## Start Supplied information

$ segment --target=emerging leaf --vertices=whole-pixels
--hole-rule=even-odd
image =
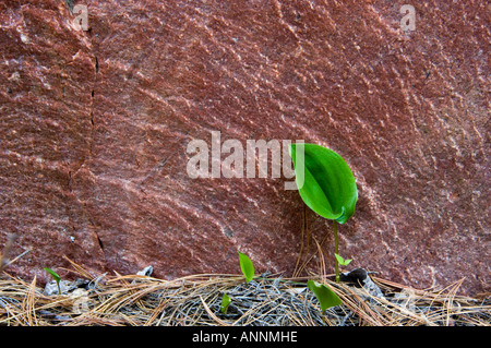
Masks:
[[[230,297],[224,292],[224,297],[221,298],[221,304],[220,304],[220,312],[223,314],[227,314],[229,304],[230,304]]]
[[[321,303],[322,313],[325,312],[326,309],[342,304],[342,300],[339,297],[326,287],[324,284],[319,284],[314,280],[307,281],[307,286],[309,289],[315,295],[319,303]]]
[[[61,277],[58,275],[58,273],[56,273],[51,268],[45,267],[45,271],[52,276],[56,283],[59,283],[61,280]]]
[[[299,146],[303,147],[303,160],[297,158]],[[289,149],[303,202],[327,219],[346,223],[355,213],[358,189],[343,157],[315,144],[291,144]],[[299,170],[298,166],[302,164],[304,170]]]
[[[248,255],[242,254],[239,251],[239,260],[240,260],[240,269],[242,269],[243,275],[246,276],[246,283],[249,283],[254,277],[254,265],[252,264],[251,259]]]
[[[334,253],[334,256],[336,256],[337,262],[342,265],[342,266],[347,266],[349,265],[349,263],[352,261],[352,259],[343,259],[342,255],[338,255],[336,253]]]

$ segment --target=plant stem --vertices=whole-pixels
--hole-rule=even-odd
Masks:
[[[334,229],[334,250],[335,253],[339,255],[339,240],[337,238],[337,221],[333,220],[333,229]],[[334,264],[336,266],[336,281],[339,283],[339,262],[337,262],[337,257],[334,257]]]

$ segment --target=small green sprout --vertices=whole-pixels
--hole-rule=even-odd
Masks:
[[[51,277],[55,279],[55,281],[57,283],[57,286],[58,286],[58,293],[61,295],[61,289],[60,289],[61,277],[58,275],[58,273],[56,273],[51,268],[45,267],[45,271],[47,273],[49,273],[51,275]]]
[[[320,145],[291,144],[289,151],[300,196],[316,214],[333,220],[334,249],[339,254],[337,224],[345,224],[351,217],[358,200],[351,169],[342,156]],[[335,267],[336,281],[339,281],[337,257]]]
[[[228,305],[230,304],[230,297],[224,292],[220,304],[220,312],[227,314]]]
[[[241,253],[240,251],[238,253],[240,260],[240,269],[246,277],[246,283],[249,283],[254,277],[254,265],[252,264],[252,261],[248,255]]]
[[[325,284],[319,284],[314,280],[309,280],[307,281],[307,286],[315,295],[319,303],[321,304],[322,313],[324,313],[328,308],[343,303],[336,292],[331,290],[331,288],[328,288]]]
[[[343,259],[342,255],[338,255],[336,253],[334,253],[334,256],[336,256],[337,262],[339,263],[339,265],[342,266],[347,266],[349,265],[349,263],[352,261],[352,259]]]

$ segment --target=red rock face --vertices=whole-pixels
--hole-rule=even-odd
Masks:
[[[32,248],[8,271],[46,278],[64,254],[96,273],[239,273],[240,250],[291,275],[303,203],[285,178],[189,177],[188,144],[219,131],[347,160],[354,267],[489,291],[489,9],[415,2],[404,32],[403,4],[92,1],[80,31],[62,1],[2,2],[0,244]],[[307,215],[333,272],[331,223]]]

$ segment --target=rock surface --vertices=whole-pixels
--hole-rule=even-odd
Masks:
[[[48,280],[67,255],[95,273],[238,273],[240,250],[290,275],[303,203],[285,178],[187,173],[188,144],[220,131],[348,161],[354,267],[489,291],[490,9],[415,2],[404,32],[404,3],[91,1],[81,31],[64,1],[2,2],[0,245],[33,248],[7,271]],[[307,216],[333,272],[330,223]]]

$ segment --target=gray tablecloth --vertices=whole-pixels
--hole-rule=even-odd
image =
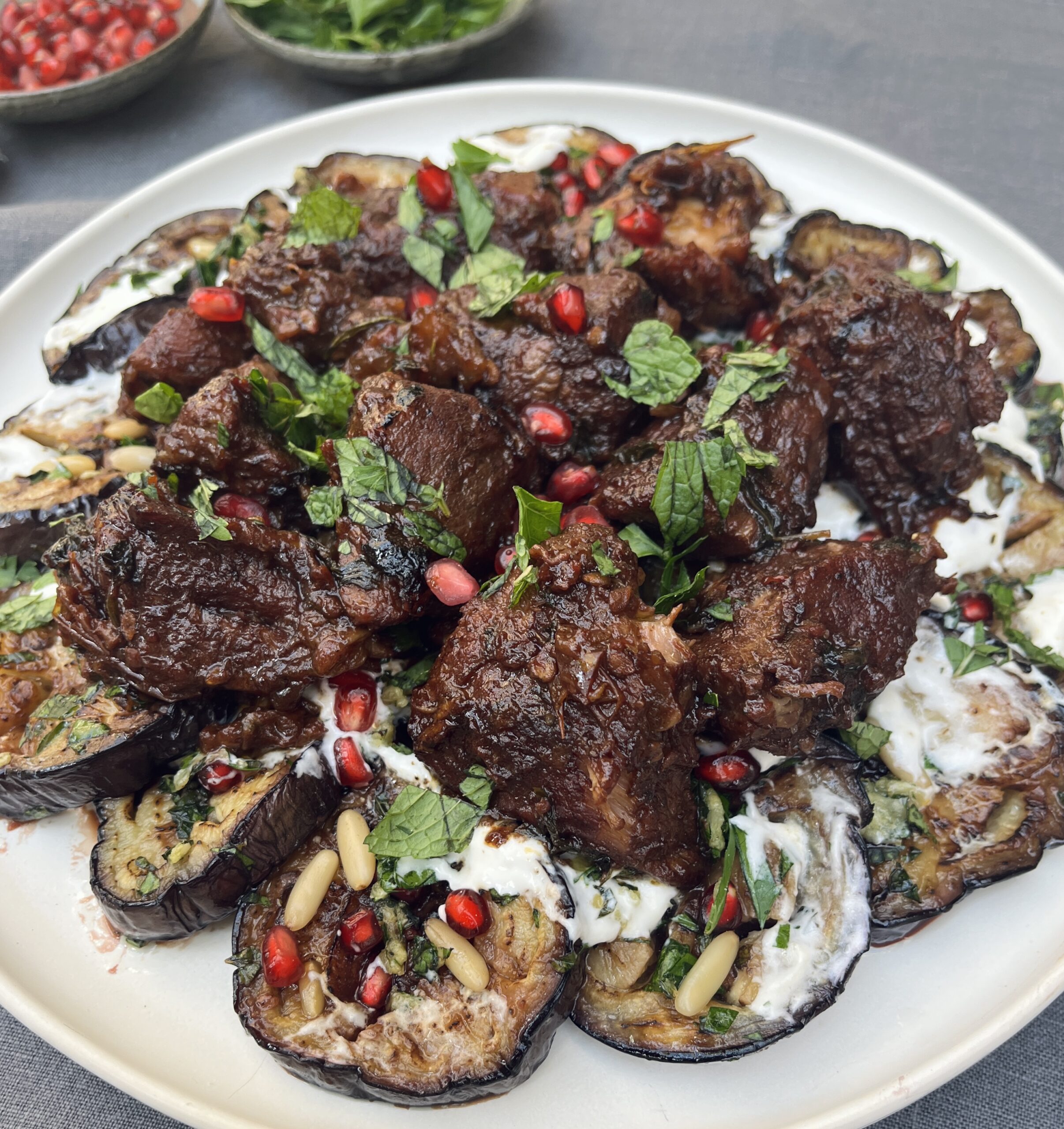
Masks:
[[[1061,0],[544,0],[457,77],[526,76],[657,82],[822,122],[959,185],[1064,260]],[[246,47],[217,14],[185,70],[133,106],[89,125],[0,126],[0,285],[145,178],[350,96]],[[0,1062],[3,1129],[176,1129],[2,1012]],[[1062,1075],[1058,1000],[877,1129],[1056,1129]]]

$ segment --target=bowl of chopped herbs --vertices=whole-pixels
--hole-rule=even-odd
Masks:
[[[256,46],[352,86],[438,78],[512,32],[537,0],[226,0]]]

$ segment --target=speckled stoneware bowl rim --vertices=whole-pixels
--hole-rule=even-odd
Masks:
[[[468,52],[476,51],[512,32],[531,15],[537,3],[538,0],[508,0],[503,15],[479,32],[463,35],[459,40],[444,40],[396,51],[332,51],[325,47],[306,47],[268,35],[244,15],[239,5],[225,3],[224,7],[228,17],[248,40],[277,58],[314,70],[365,76],[366,80],[372,82],[385,80],[389,76],[408,68],[415,71],[424,68],[426,75],[441,73],[450,60],[459,62]]]
[[[154,81],[162,80],[167,73],[169,64],[176,62],[175,56],[181,55],[185,47],[191,47],[194,44],[210,20],[213,0],[189,0],[189,2],[200,9],[195,19],[186,27],[181,28],[173,38],[167,40],[160,47],[145,55],[143,59],[137,59],[127,63],[125,67],[107,71],[97,78],[71,82],[70,86],[0,93],[0,121],[8,116],[9,111],[12,112],[10,120],[17,122],[19,111],[33,112],[60,107],[75,111],[76,104],[81,102],[95,103],[98,100],[105,108],[110,104],[107,95],[116,94],[119,88],[136,87],[130,94],[130,97],[134,97],[137,93],[147,89]],[[147,77],[149,71],[155,72],[150,79]],[[33,121],[28,113],[25,120]]]

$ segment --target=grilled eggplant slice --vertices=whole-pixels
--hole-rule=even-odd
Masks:
[[[40,819],[143,788],[195,741],[202,709],[89,682],[54,629],[0,639],[0,816]]]
[[[1064,697],[1015,663],[956,675],[950,634],[923,616],[905,674],[869,708],[889,733],[864,781],[878,942],[1031,869],[1064,838]]]
[[[670,979],[670,963],[679,955],[690,964],[695,933],[673,921],[664,945],[644,939],[593,948],[573,1018],[594,1039],[669,1062],[738,1058],[803,1027],[843,990],[870,936],[869,873],[858,831],[870,812],[855,762],[823,739],[817,756],[762,778],[745,800],[747,814],[736,816],[734,826],[747,837],[747,860],[759,886],[770,883],[759,898],[776,891],[771,907],[762,905],[766,924],[749,924],[719,998],[696,1018],[680,1015],[668,995],[679,980]],[[759,842],[766,844],[767,873],[755,860]],[[790,869],[782,855],[793,864]],[[751,885],[743,885],[748,903]],[[682,908],[697,914],[699,901],[692,895]],[[806,961],[808,972],[795,981]],[[652,983],[666,990],[651,990]]]
[[[851,252],[886,270],[918,271],[933,280],[945,277],[942,252],[930,243],[910,239],[893,228],[854,224],[827,210],[810,212],[791,228],[784,260],[792,270],[810,275]]]
[[[137,940],[186,937],[232,912],[340,798],[316,745],[217,796],[195,779],[165,790],[174,781],[96,806],[93,892]]]
[[[195,261],[209,259],[239,218],[241,212],[234,208],[183,216],[164,224],[112,266],[102,270],[44,339],[44,364],[51,378],[67,383],[85,376],[89,356],[71,356],[71,351],[89,342],[101,326],[116,321],[124,312],[155,297],[172,295]],[[101,344],[95,341],[94,348]],[[114,369],[108,367],[104,371]]]
[[[98,470],[80,478],[34,474],[0,482],[0,555],[36,560],[63,535],[66,518],[96,511],[125,480]]]
[[[351,803],[374,821],[373,797]],[[443,968],[430,975],[415,971],[426,968],[420,914],[435,912],[442,896],[438,886],[426,887],[421,900],[408,907],[384,894],[380,870],[377,884],[361,894],[348,887],[341,870],[313,921],[297,934],[303,959],[324,970],[319,979],[325,1009],[308,1018],[298,988],[270,988],[254,959],[267,931],[282,920],[280,907],[298,874],[317,851],[335,847],[334,826],[335,819],[330,819],[237,916],[234,960],[245,964],[245,974],[235,977],[234,1005],[244,1027],[290,1074],[352,1097],[445,1105],[513,1089],[546,1057],[576,989],[568,971],[575,961],[565,927],[572,902],[557,872],[549,873],[542,842],[516,824],[488,819],[474,832],[469,850],[479,850],[481,861],[496,848],[499,854],[531,851],[539,859],[533,872],[539,893],[520,896],[511,896],[516,887],[488,879],[490,872],[477,868],[481,882],[502,885],[492,893],[490,927],[473,942],[490,972],[483,991],[462,987]],[[437,875],[445,872],[444,859],[418,865],[435,864]],[[478,885],[469,877],[473,866],[466,857],[466,877],[463,870],[452,870],[453,881]],[[354,957],[337,936],[345,918],[366,908],[384,925],[386,944],[377,960],[395,977],[387,1009],[377,1012],[355,998],[373,954]]]

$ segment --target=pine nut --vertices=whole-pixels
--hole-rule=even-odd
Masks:
[[[82,474],[91,474],[96,470],[96,462],[88,455],[63,455],[59,462],[76,479],[80,479]]]
[[[303,868],[285,903],[285,925],[294,933],[314,920],[339,867],[334,850],[320,850]]]
[[[983,838],[988,843],[1003,843],[1020,830],[1026,819],[1027,800],[1023,793],[1009,788],[997,807],[991,812]]]
[[[337,820],[337,850],[343,863],[343,877],[351,890],[365,890],[377,873],[377,859],[366,846],[369,824],[358,814],[348,809]]]
[[[739,934],[717,934],[703,949],[695,966],[680,981],[672,1006],[680,1015],[701,1015],[724,983],[739,953]]]
[[[451,955],[444,964],[470,991],[483,991],[488,987],[491,973],[485,959],[464,938],[460,937],[446,921],[441,918],[429,918],[425,922],[425,936],[437,948],[450,948]],[[694,970],[692,970],[694,971]]]
[[[104,455],[104,466],[119,474],[132,474],[134,471],[147,471],[155,462],[155,447],[115,447]]]
[[[299,978],[299,1003],[308,1019],[316,1019],[325,1010],[325,989],[322,988],[322,966],[307,961]]]
[[[103,426],[105,439],[143,439],[148,434],[148,428],[138,420],[125,417],[119,420],[110,420]]]

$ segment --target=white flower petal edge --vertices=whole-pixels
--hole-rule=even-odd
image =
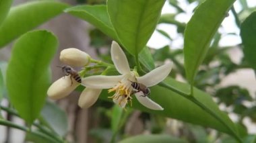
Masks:
[[[139,101],[139,102],[142,104],[143,106],[154,110],[164,110],[164,108],[162,108],[159,104],[156,103],[156,102],[151,100],[148,97],[143,97],[141,96],[143,93],[141,92],[137,93],[135,94],[137,99]]]
[[[172,62],[159,66],[146,75],[137,77],[137,82],[152,87],[162,81],[169,75],[172,69]]]
[[[105,76],[95,75],[82,79],[82,85],[92,89],[110,89],[117,85],[123,78],[123,75]]]
[[[75,66],[84,66],[90,62],[90,56],[79,49],[70,48],[61,52],[59,59],[66,64]]]
[[[112,61],[117,71],[122,75],[130,72],[127,58],[119,45],[115,41],[112,42],[110,52]]]
[[[86,88],[82,92],[78,100],[78,105],[82,108],[88,108],[97,101],[102,89]]]
[[[52,99],[59,99],[69,95],[79,85],[79,83],[72,79],[70,75],[57,80],[48,89],[47,95]]]

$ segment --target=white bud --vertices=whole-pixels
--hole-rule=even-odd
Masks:
[[[61,77],[54,82],[48,89],[47,95],[53,99],[59,99],[69,95],[79,85],[69,76]]]
[[[74,66],[84,66],[90,62],[90,56],[79,49],[70,48],[61,52],[59,59],[65,64]]]
[[[102,89],[86,88],[82,92],[78,105],[82,108],[88,108],[97,101]]]

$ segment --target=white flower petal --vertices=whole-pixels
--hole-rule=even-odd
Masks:
[[[115,41],[111,46],[111,58],[119,73],[123,75],[130,72],[130,67],[126,56],[119,45]]]
[[[97,101],[102,89],[86,88],[82,92],[78,100],[78,105],[82,108],[88,108]]]
[[[73,83],[69,76],[61,77],[54,82],[48,89],[47,95],[53,99],[59,99],[69,95],[79,85],[79,83],[72,79]]]
[[[152,87],[162,81],[169,75],[172,69],[172,63],[164,64],[158,67],[146,75],[137,78],[139,83],[146,87]]]
[[[121,108],[124,108],[126,106],[126,104],[127,103],[127,101],[125,100],[124,96],[119,96],[118,99],[113,99],[113,102]]]
[[[82,79],[82,85],[92,89],[110,89],[116,85],[122,79],[123,75],[105,76],[95,75]]]
[[[79,49],[70,48],[61,52],[61,61],[66,64],[75,66],[84,66],[90,62],[90,56]]]
[[[152,99],[148,98],[148,97],[143,97],[143,93],[139,92],[136,93],[135,94],[137,99],[139,101],[139,102],[142,104],[143,106],[154,110],[164,110],[164,108],[162,108],[159,104],[156,103],[156,102],[153,101]]]

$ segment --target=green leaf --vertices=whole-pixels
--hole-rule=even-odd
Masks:
[[[193,85],[197,68],[223,19],[235,0],[206,0],[197,8],[185,32],[184,58],[187,79]]]
[[[12,7],[0,27],[0,47],[59,15],[67,5],[55,1],[33,1]]]
[[[13,0],[0,1],[0,26],[7,15]]]
[[[164,0],[108,0],[107,9],[121,44],[138,55],[152,34]]]
[[[139,135],[133,137],[127,138],[119,142],[119,143],[154,143],[154,142],[161,142],[161,143],[169,143],[169,142],[177,142],[183,143],[187,142],[184,140],[179,139],[175,137],[172,137],[168,135],[160,134],[160,135]]]
[[[109,19],[106,5],[79,5],[66,9],[65,11],[86,20],[114,40],[118,41]]]
[[[123,109],[115,105],[112,109],[111,130],[115,133],[119,129],[120,120],[122,117]]]
[[[256,70],[256,11],[253,12],[242,23],[241,36],[244,45],[246,60]]]
[[[55,140],[49,140],[49,138],[45,138],[44,134],[42,134],[40,132],[36,132],[36,133],[30,132],[26,132],[25,140],[30,141],[32,142],[40,142],[40,143],[57,142]]]
[[[164,83],[184,93],[189,92],[188,84],[180,83],[171,78],[167,78]],[[191,96],[181,96],[160,86],[154,86],[151,87],[150,90],[150,98],[160,104],[164,109],[163,111],[150,110],[135,99],[133,100],[133,106],[142,111],[210,127],[231,136],[238,136],[236,128],[226,113],[219,109],[218,105],[207,93],[194,88],[194,99]],[[203,105],[204,109],[203,109],[199,104]],[[212,111],[220,120],[210,114],[207,109]]]
[[[66,113],[53,102],[47,101],[41,111],[44,122],[61,136],[67,132]]]
[[[148,69],[155,68],[154,59],[148,47],[146,46],[139,52],[139,60]]]
[[[3,97],[3,78],[2,72],[0,69],[0,102]]]
[[[58,41],[51,32],[28,32],[15,43],[7,70],[11,103],[28,124],[39,115],[50,83],[49,67]]]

## End Supplied information

**Written request**. Reproduce the material without changes, beginning at the line that contains "--target=green leaf --vertices=whole-pixels" and ending after the line that contains "[[[13,0],[0,1],[0,26],[7,15]]]", with both of those lines included.

**The output**.
$ segment --target=green leaf --vertices=whole-pixels
--hole-rule=even-odd
Masks:
[[[193,85],[197,68],[223,19],[235,0],[206,0],[197,8],[185,32],[184,58],[187,79]]]
[[[12,7],[0,27],[0,47],[59,15],[67,5],[55,1],[33,1]]]
[[[13,0],[0,1],[0,26],[7,15]]]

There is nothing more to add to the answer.